*What the exercise asks*.
Your copy should hold the lines below from the first through the one that contains "Target: brown hillside slope", each retyped exactly, and no pictures.
+++
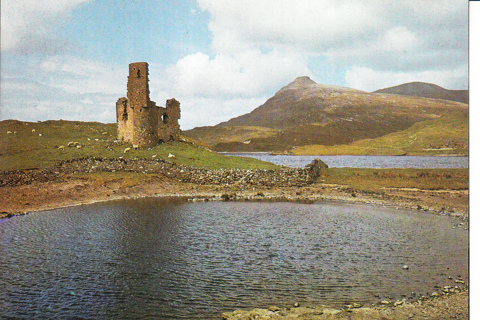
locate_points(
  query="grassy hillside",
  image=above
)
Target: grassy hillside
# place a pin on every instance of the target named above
(445, 135)
(27, 145)
(305, 113)
(427, 90)
(214, 135)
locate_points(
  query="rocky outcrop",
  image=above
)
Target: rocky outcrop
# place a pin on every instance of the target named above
(286, 177)
(315, 167)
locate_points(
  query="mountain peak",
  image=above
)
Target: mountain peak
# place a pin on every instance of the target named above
(298, 83)
(302, 81)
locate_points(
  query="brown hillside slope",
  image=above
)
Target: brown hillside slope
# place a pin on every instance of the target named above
(427, 90)
(305, 113)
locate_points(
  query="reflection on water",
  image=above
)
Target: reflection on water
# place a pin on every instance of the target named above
(155, 258)
(419, 162)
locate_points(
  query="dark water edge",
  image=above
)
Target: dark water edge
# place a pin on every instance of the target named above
(171, 259)
(419, 162)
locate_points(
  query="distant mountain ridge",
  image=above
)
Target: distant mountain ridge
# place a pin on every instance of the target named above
(427, 90)
(306, 113)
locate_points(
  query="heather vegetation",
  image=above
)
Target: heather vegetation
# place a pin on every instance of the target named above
(442, 136)
(339, 120)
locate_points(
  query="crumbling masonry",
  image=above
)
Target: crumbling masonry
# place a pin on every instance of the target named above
(139, 120)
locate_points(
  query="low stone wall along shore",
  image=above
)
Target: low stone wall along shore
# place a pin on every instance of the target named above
(285, 177)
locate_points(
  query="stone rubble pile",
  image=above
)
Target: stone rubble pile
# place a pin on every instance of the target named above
(282, 177)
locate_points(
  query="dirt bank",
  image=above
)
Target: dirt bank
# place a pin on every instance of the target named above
(70, 189)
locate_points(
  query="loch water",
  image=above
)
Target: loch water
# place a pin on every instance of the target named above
(173, 259)
(418, 162)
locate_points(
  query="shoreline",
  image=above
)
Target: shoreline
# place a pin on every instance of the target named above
(44, 200)
(84, 189)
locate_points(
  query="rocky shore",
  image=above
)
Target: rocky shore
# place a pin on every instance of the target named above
(447, 306)
(90, 180)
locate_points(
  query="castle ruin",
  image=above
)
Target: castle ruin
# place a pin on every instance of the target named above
(139, 120)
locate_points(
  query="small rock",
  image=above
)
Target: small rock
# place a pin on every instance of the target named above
(274, 308)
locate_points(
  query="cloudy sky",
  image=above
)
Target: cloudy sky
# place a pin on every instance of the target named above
(68, 59)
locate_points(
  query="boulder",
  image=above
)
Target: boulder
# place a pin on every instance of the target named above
(315, 166)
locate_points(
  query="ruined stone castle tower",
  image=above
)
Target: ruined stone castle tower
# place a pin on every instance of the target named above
(139, 120)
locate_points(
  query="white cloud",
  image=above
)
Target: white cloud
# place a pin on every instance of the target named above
(63, 87)
(367, 79)
(212, 90)
(357, 30)
(244, 74)
(29, 25)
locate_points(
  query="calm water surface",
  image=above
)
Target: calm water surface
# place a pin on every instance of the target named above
(157, 258)
(420, 162)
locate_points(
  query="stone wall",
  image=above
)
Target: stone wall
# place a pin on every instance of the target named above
(288, 177)
(139, 120)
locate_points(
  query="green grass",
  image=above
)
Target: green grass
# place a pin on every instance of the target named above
(24, 148)
(445, 135)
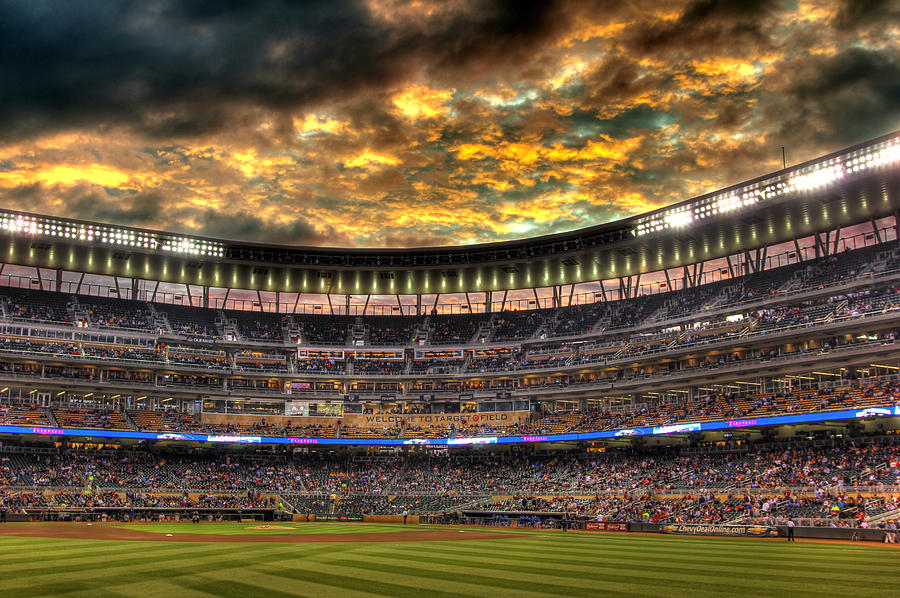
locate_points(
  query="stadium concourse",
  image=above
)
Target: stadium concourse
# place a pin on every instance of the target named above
(752, 377)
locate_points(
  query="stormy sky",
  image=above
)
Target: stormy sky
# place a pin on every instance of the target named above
(386, 123)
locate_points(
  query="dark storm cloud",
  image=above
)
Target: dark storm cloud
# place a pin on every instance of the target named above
(178, 68)
(854, 13)
(706, 24)
(844, 99)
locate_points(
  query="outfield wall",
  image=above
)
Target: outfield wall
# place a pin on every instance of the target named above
(494, 419)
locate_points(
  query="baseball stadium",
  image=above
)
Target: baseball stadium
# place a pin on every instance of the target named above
(449, 298)
(732, 374)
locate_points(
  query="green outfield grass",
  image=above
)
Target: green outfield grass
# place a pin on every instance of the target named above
(274, 528)
(543, 564)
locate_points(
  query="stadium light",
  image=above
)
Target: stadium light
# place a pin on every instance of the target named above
(810, 177)
(107, 235)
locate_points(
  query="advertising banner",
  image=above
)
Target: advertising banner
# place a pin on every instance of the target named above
(605, 526)
(701, 529)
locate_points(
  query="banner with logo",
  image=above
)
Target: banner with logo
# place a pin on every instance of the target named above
(701, 529)
(605, 526)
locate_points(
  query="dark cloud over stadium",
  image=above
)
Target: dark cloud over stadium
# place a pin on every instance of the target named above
(381, 122)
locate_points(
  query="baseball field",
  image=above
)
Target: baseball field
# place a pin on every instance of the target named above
(322, 560)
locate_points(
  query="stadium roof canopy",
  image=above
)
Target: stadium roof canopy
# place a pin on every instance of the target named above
(848, 187)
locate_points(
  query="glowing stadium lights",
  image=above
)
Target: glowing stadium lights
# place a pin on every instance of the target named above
(107, 235)
(814, 176)
(818, 177)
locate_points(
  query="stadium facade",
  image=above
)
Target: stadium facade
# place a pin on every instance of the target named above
(779, 284)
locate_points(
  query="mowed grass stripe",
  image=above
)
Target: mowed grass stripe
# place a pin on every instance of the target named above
(387, 584)
(635, 582)
(790, 573)
(26, 562)
(134, 563)
(559, 583)
(48, 563)
(723, 562)
(775, 552)
(683, 569)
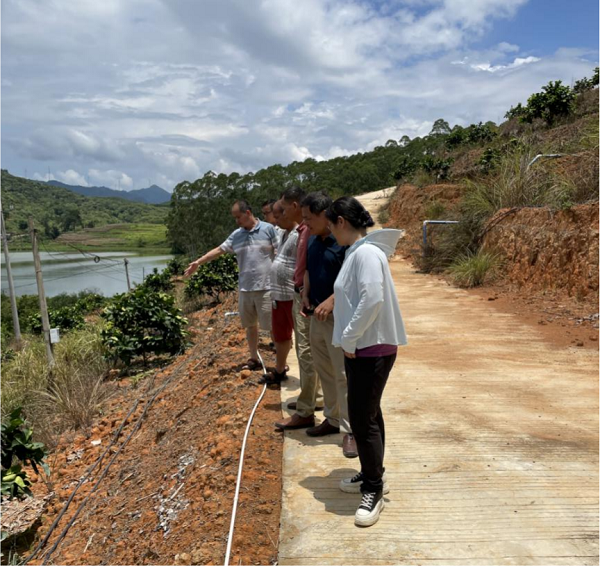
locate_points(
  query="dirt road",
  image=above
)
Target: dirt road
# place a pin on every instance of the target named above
(492, 447)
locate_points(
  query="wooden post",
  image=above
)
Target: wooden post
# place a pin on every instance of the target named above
(41, 294)
(126, 261)
(11, 287)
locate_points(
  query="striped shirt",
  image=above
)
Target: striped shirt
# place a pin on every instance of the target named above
(255, 250)
(284, 265)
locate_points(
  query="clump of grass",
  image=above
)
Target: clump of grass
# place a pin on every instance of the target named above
(472, 270)
(23, 374)
(434, 210)
(514, 185)
(422, 178)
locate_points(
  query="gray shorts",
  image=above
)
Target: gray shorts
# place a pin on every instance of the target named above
(255, 308)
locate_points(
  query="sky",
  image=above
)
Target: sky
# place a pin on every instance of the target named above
(129, 93)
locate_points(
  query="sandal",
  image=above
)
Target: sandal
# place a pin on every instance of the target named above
(253, 364)
(273, 369)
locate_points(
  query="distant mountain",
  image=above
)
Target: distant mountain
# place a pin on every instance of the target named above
(153, 195)
(59, 209)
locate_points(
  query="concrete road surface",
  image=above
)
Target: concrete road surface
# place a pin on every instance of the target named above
(492, 447)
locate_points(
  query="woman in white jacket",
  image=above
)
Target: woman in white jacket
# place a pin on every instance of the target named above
(369, 328)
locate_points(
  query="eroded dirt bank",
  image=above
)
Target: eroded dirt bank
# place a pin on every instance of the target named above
(167, 498)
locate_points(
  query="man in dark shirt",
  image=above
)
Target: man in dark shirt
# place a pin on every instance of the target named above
(324, 261)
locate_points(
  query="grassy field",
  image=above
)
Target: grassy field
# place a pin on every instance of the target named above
(140, 237)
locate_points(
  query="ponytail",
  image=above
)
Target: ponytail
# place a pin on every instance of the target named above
(350, 209)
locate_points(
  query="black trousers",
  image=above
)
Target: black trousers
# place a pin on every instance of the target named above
(367, 378)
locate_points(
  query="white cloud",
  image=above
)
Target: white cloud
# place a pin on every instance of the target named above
(167, 90)
(71, 177)
(494, 68)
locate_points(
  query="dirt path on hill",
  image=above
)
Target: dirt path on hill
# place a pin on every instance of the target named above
(492, 446)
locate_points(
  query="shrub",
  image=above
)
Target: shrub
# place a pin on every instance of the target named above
(472, 270)
(141, 322)
(214, 278)
(65, 318)
(586, 84)
(437, 167)
(406, 166)
(489, 159)
(473, 134)
(553, 102)
(177, 265)
(18, 444)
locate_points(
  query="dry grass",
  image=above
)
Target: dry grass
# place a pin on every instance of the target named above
(70, 397)
(472, 270)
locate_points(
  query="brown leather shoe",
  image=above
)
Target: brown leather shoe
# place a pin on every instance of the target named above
(349, 446)
(324, 428)
(296, 422)
(294, 406)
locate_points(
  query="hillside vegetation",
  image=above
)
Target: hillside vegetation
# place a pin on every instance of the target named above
(57, 210)
(525, 196)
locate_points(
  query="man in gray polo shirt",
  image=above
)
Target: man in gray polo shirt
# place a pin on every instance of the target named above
(255, 245)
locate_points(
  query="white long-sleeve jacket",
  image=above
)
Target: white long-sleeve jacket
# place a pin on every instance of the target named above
(366, 310)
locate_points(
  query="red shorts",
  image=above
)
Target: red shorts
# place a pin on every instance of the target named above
(283, 321)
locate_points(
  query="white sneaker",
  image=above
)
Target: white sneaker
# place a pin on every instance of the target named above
(352, 485)
(370, 507)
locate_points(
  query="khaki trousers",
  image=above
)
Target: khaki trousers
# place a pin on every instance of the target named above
(329, 363)
(310, 388)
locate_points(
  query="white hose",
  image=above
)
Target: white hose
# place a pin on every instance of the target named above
(240, 469)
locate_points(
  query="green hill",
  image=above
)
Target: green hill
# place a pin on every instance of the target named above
(56, 210)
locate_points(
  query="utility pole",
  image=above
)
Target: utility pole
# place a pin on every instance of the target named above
(11, 287)
(126, 261)
(41, 294)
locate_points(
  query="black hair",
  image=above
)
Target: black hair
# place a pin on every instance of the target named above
(317, 202)
(350, 209)
(269, 203)
(293, 194)
(243, 205)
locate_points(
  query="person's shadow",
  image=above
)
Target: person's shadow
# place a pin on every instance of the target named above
(326, 489)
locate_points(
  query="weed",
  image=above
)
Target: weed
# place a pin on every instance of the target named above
(472, 270)
(70, 397)
(384, 214)
(435, 210)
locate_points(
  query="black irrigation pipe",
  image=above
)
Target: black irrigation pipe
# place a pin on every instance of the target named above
(105, 471)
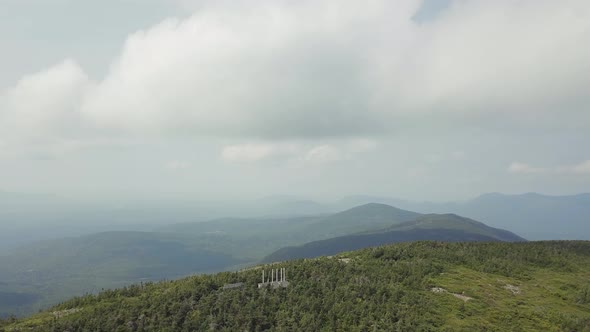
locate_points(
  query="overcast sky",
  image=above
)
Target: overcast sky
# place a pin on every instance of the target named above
(440, 100)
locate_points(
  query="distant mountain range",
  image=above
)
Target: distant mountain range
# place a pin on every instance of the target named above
(440, 227)
(40, 274)
(534, 216)
(419, 286)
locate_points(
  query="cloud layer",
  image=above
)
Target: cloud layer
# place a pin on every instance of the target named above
(309, 69)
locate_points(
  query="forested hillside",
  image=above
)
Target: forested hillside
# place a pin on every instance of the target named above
(415, 286)
(435, 227)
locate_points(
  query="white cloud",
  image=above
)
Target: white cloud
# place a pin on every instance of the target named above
(44, 104)
(582, 168)
(522, 168)
(297, 152)
(279, 70)
(175, 165)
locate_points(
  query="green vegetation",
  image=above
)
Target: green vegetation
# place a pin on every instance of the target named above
(438, 227)
(417, 286)
(46, 273)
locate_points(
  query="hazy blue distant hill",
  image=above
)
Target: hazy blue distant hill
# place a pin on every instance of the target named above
(454, 222)
(532, 215)
(446, 227)
(42, 274)
(361, 218)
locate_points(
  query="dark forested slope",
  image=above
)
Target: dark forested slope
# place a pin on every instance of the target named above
(438, 227)
(402, 287)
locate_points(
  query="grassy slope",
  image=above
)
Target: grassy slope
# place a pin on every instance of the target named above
(384, 288)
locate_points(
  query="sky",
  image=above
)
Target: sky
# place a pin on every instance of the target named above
(199, 99)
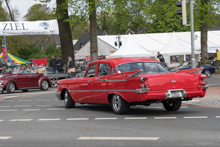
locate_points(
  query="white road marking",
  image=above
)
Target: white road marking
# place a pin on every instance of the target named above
(43, 100)
(110, 118)
(22, 105)
(25, 100)
(8, 110)
(119, 138)
(9, 97)
(56, 109)
(43, 105)
(135, 118)
(4, 137)
(184, 107)
(31, 109)
(195, 117)
(164, 117)
(4, 106)
(49, 119)
(77, 118)
(9, 100)
(155, 107)
(21, 120)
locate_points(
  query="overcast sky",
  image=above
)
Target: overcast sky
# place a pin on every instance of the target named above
(24, 5)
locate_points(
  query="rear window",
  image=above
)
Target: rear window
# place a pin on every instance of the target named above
(146, 67)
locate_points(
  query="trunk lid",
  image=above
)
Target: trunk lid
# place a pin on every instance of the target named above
(163, 82)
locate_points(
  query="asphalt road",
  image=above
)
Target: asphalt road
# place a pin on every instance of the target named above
(38, 119)
(214, 80)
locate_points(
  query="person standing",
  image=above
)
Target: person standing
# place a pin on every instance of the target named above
(8, 62)
(53, 63)
(71, 67)
(160, 56)
(60, 65)
(217, 59)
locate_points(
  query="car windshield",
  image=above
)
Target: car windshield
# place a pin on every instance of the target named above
(185, 64)
(146, 67)
(11, 69)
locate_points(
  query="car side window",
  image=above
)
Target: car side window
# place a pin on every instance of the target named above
(91, 70)
(112, 71)
(103, 70)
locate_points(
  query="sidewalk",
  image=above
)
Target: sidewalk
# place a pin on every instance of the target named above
(212, 98)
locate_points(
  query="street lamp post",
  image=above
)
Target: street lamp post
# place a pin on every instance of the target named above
(118, 41)
(193, 61)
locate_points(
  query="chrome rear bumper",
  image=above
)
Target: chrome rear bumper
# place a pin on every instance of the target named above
(58, 94)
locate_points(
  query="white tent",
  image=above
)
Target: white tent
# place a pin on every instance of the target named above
(176, 48)
(130, 49)
(103, 49)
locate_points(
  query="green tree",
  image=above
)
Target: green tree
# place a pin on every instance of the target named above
(206, 12)
(79, 25)
(162, 17)
(3, 13)
(39, 12)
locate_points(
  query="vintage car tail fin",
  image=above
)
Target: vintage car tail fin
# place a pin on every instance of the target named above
(190, 71)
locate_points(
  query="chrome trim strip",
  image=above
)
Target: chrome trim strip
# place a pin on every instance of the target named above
(58, 94)
(205, 86)
(142, 90)
(168, 94)
(102, 90)
(116, 80)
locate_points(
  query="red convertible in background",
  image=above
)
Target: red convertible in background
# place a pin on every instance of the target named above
(16, 78)
(122, 82)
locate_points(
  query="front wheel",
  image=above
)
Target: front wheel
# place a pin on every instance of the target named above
(68, 101)
(44, 85)
(207, 72)
(119, 105)
(172, 105)
(10, 87)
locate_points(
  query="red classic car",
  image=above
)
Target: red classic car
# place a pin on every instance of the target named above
(122, 82)
(16, 78)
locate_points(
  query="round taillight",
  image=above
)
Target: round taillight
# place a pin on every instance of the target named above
(143, 79)
(144, 86)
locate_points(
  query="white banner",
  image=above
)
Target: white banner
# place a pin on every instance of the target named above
(11, 28)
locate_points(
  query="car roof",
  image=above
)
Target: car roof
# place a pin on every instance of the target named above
(117, 61)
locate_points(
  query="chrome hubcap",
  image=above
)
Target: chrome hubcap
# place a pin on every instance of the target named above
(207, 73)
(66, 98)
(45, 84)
(12, 87)
(116, 102)
(54, 82)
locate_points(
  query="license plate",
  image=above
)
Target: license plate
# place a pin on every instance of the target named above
(176, 94)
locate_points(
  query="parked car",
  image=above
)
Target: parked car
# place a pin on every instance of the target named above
(54, 77)
(122, 82)
(207, 69)
(15, 78)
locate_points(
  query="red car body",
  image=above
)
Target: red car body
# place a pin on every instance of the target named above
(132, 86)
(23, 81)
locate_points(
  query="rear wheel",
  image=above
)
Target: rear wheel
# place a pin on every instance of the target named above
(172, 105)
(10, 87)
(68, 101)
(119, 105)
(53, 82)
(207, 72)
(44, 85)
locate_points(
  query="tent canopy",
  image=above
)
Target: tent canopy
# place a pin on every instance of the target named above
(16, 59)
(130, 49)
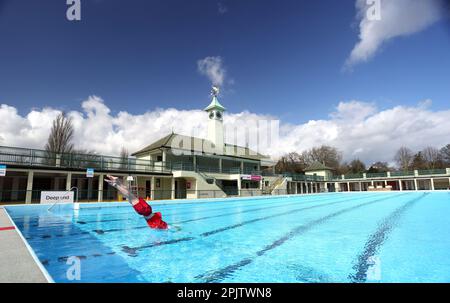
+++
*Task output*.
locate_points(
  query="grassy hillside",
  image=above
)
Target: grassy hillside
# place a pin on every instance of the target named above
(445, 135)
(27, 145)
(305, 113)
(427, 90)
(214, 135)
locate_points(
  query="rocky outcrop",
  image=above
)
Target: rocky outcrop
# place a pin on every instance of the target named above
(286, 177)
(315, 167)
locate_points(
  query="mountain peak",
  image=above
)
Target: mountain peak
# place a pin on every instance of the target named above
(298, 83)
(302, 81)
locate_points(
  query="brown hillside slope",
  image=above
)
Target: brown hillside slope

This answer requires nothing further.